Written tasks:
**A)** Name every special keyword that the passage on C declarations says Microsoft added in the area of qualifiers.
**B)** Pick up the passage on C declarations after its final sentence and carry it forward.

You may have noticed in the descriptions above, in particular those of "const int *i[3]", "int * const i[3]", and "const int * const i[3]", that the terminology used is not "constant array," but is "array of constant ..." instead. A brief explanation is in order.
If, while parsing a declaration, the last type is an array type and the current type is a qualified type, we say that the elements of the array should inherit the qualified type and not the array type itself. This makes sense when you consider some of the idiosyncrasies of array types and arrays, specifically that an array represents an address and does not have many other attributes beyond that since the address is merely some memory location. Besides, it's actually the elements of the array that we want to give the qualification to because we do not want anything to be assigned to them. In addition, you should keep in mind that an array invocation is also a constant.
MSC Extensions
Along with ANSI, Microsoft has also considered it necessary to add new keywords to the C language (see Figure 12). Four of them are applicable to attributes given to functions.
Microsoft has extended the K&R and ANSI definitions with extensions of two keywords in the area of qualifiers, as follows: far near huge cdecl pascal fortran interrupt
The first three, cdecl, pascal, and fortran, deal with calling functions written in a language other than C (BASIC, FORTRAN, MASM, or Pascal) or letting C functions be called from other languages. These special keywords are really compiler directives that tell the compiler to generate code so that parameters to a function are handled as if they were in the language used in the function being called. So, in order to declare a function from C that might be written in Pascal, you would use:
extern int pascal func(long, int);
A pointer to such a function might look like this:
int (pascal *fp)(long, int);
The interrupt keyword is also a compiler directive and thus informs the compiler to generate special code. In this case the code would allow the function that is given the interrupt attribute to function according to a certain sequence of events that interrupt handlers should follow.
The other three special keywords, near, far, and huge, deal with addressing an object on a machine that supports a segmented architecture such as that of the Intel microprocessor family, the 80286/88 and 8086/88 series). These keywords, especially the far attribute, will be used often in the mixed-memory model programming typical of this architecture.
Microsoft C treats all the special keywords as if they were declarator (not declaration) qualifiers, that is, they can only modify syntactic entities on the right-hand side of a declaration and cannot modify base types, such as int, directly. The Microsoft C manual states that the special keywords modify the "item" immediately to their right in a manner similar to the const keyword. The manual's description is incomplete on this, though.
Recalling the discussion on the ANSI additions, this means that the special keywords either modify an identifier or pointer, that is, they modify objects or pointers to objects. There is a difference between the ways these are handled, however, which is not clear from the manual. In Microsoft C, the syntax is organized so that pointers can be modified by one of the special keywords. Therefore a sequence such as
int (far *p);
is valid, but since ANSI prohibits such syntax
int (const * p);
is not. What this boils down to is that Microsoft C will accept a declarator syntax of
MODIFIER * more_declarator_info
while ANSI only accepts
* QUALIFIER more_declarator_info
where MODIFIER and QUALIFIER are optional positional parameters.

Given information:
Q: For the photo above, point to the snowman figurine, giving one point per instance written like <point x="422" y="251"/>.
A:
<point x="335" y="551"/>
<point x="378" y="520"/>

Answers for the exercise:
**A)** far, near, huge, cdecl, pascal, fortran, interrupt

**B)**
Keep in mind, though, that both far and near were made part of the Microsoft C language long before const and volatile came along. The reason for this unfortunate difference is that ANSI borrowed the syntax of type qualifiers from C++ (a superset of C supporting some object-oriented programming features), which was being developed independently around the same time that Microsoft introduced its modifiers.
The discussion concerning the difference between const pointer and constant pointer holds true here as well. In the case of these attributes, say far, the situation is even more ambiguous since far is already an English word. In other words, is int * far p a far pointer (since p is a pointer located in far memory), or is int far * p a far pointer (since it is a pointer that points to a far address)?
We resolve it in exactly the same manner as we do the const case. We remain consistent and declare that "far *" (a keyword modifying a pointer) means far pointer. As for the other case, we say that a pointer located in far memory is called a distant pointer; this is similar to the variable versus constant idea used to clarify the const keyword.
One final point to remember is that the Microsoft C memory model keywords cannot be applied to automatic variables. This makes sense since they are stack-based variables and there is no mechanism for you to control their nearness or farness. This does not imply that you cannot have local static variables that are near or far, nor does it mean that you cannot have automatics that are pointers to data in segments other than the segment that the function containing the automatic variable is located in. All it says is that the automatic itself cannot have the attribute.
Finally, here are several more examples to emphasize these points:
int * far p;
p is a distant pointer to an int.
int far * p;
p is a far pointer to int. Since a far pointer is a pointer to far, p is a pointer to a far int.
int far * far p;
p is a distant pointer to a far int.
Down the Road
As of this writing I do not have Version 5.1 of the Microsoft C Compiler. It will be interesting to see if it has any new surprises. In the meantime, you should certainly be familiar enough with C declarations and the rules of the road by now to be able to go back and solve the declaration put forth at the beginning. Try to figure it out before reading on. Just to be sure we are all in agreement,
struct vtag far * (far * const far var[5])();
says: var is a constant distant array of five pointers to far functions returning pointers to far struct vtags.
It's not really all that difficult, is it? Now, let's see if you really understand it. What does the following declare?
unsigned long(far * (far * const(far * far const V[2])[4])())[6];
As a final thought, consider the possibility of writing a program that takes as its input either a C declaration or an English declaration and produces either the appropriate English translation or the appropriate C declaration. Remember to take into consideration the case where there may be more than one declarator, such as int far * p, far q;──should this occur, immediately stop all processing and issue a stern warning declaring this to be poor programming style. Have fun.